(Recorded data)
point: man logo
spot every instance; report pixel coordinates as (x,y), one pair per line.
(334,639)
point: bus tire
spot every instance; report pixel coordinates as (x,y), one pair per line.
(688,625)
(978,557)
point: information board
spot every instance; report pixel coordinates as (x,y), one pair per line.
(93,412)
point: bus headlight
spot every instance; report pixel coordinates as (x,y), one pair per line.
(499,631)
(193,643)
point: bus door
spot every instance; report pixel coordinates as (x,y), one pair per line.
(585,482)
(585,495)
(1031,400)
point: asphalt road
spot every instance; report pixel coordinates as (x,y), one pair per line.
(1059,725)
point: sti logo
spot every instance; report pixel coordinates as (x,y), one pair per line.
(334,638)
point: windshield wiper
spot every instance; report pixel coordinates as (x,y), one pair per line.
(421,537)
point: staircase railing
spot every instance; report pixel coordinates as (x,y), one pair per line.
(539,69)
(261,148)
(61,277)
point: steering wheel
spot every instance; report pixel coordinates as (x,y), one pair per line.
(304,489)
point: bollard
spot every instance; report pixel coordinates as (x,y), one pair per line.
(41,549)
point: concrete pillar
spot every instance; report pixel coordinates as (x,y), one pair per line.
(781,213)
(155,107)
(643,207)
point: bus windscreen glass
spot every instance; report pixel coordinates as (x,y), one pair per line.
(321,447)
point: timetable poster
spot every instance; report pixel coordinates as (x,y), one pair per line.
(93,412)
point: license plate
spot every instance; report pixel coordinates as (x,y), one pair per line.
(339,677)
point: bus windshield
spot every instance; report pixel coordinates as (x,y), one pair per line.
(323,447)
---
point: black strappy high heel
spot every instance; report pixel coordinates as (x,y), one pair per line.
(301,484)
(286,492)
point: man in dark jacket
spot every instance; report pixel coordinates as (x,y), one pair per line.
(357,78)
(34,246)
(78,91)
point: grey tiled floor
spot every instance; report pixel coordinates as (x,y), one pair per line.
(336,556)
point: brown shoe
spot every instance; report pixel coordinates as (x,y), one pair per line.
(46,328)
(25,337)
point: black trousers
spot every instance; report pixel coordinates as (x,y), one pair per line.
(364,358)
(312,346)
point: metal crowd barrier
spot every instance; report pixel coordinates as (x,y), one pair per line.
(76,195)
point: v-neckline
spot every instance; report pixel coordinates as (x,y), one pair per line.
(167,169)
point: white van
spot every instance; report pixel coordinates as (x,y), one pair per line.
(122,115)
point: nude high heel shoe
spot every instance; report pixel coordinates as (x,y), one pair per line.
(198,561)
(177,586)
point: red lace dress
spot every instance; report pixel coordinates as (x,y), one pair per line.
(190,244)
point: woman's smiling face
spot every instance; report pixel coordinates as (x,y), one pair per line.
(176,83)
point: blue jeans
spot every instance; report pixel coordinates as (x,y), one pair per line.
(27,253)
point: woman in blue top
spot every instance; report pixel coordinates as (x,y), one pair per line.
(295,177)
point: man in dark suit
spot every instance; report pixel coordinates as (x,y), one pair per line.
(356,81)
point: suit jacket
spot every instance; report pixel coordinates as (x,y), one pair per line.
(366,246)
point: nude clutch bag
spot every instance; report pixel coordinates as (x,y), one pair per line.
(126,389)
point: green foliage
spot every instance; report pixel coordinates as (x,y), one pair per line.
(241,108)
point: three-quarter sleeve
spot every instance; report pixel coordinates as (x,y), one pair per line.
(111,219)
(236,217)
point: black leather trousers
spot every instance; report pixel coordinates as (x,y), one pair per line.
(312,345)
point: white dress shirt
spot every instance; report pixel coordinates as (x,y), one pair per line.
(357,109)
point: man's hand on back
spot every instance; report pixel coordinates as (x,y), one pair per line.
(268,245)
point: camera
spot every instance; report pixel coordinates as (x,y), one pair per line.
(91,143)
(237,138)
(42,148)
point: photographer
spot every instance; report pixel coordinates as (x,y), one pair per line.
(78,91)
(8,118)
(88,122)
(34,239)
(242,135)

» Short exercise
Count the lines in the rows above that contain the word "jacket", matching case exactly. Give only the number.

» Final answer
2